▶ What is being asked: Pull out everything from the line containing "herd of horses." down to the end of the data below, and copy those lines word for word.

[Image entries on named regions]
— BEGIN —

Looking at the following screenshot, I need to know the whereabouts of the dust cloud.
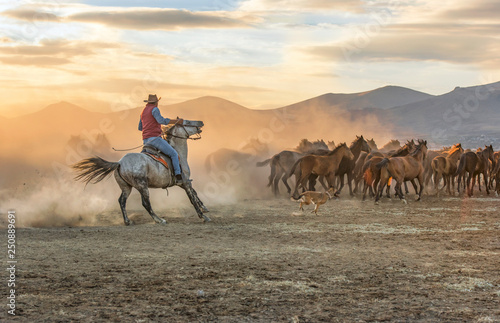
[0,98,398,227]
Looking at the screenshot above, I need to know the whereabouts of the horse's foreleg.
[189,183,210,213]
[347,172,354,196]
[273,173,282,196]
[137,184,167,224]
[318,176,329,191]
[335,175,345,195]
[115,171,134,225]
[281,172,292,194]
[182,183,210,222]
[483,169,490,195]
[413,177,425,201]
[467,173,476,197]
[309,174,318,191]
[405,179,418,194]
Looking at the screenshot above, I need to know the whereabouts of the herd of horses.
[257,136,500,203]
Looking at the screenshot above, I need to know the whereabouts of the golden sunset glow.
[0,0,500,117]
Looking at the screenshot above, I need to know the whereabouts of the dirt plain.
[0,196,500,322]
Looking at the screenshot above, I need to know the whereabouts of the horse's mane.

— END —

▶ Complete answer:
Looking at the screenshot above, I need to know the whereabouts of the herd of horses.
[257,136,500,203]
Looking at the screenshot above, I need to know the whereabouts of the golden sunset glow.
[0,0,500,117]
Looking at the screenshot above, I need to know the whereabouts of the dirt plain.
[0,196,500,322]
Looking at the screenshot above, I need to know the whereabouts of the horse's mane.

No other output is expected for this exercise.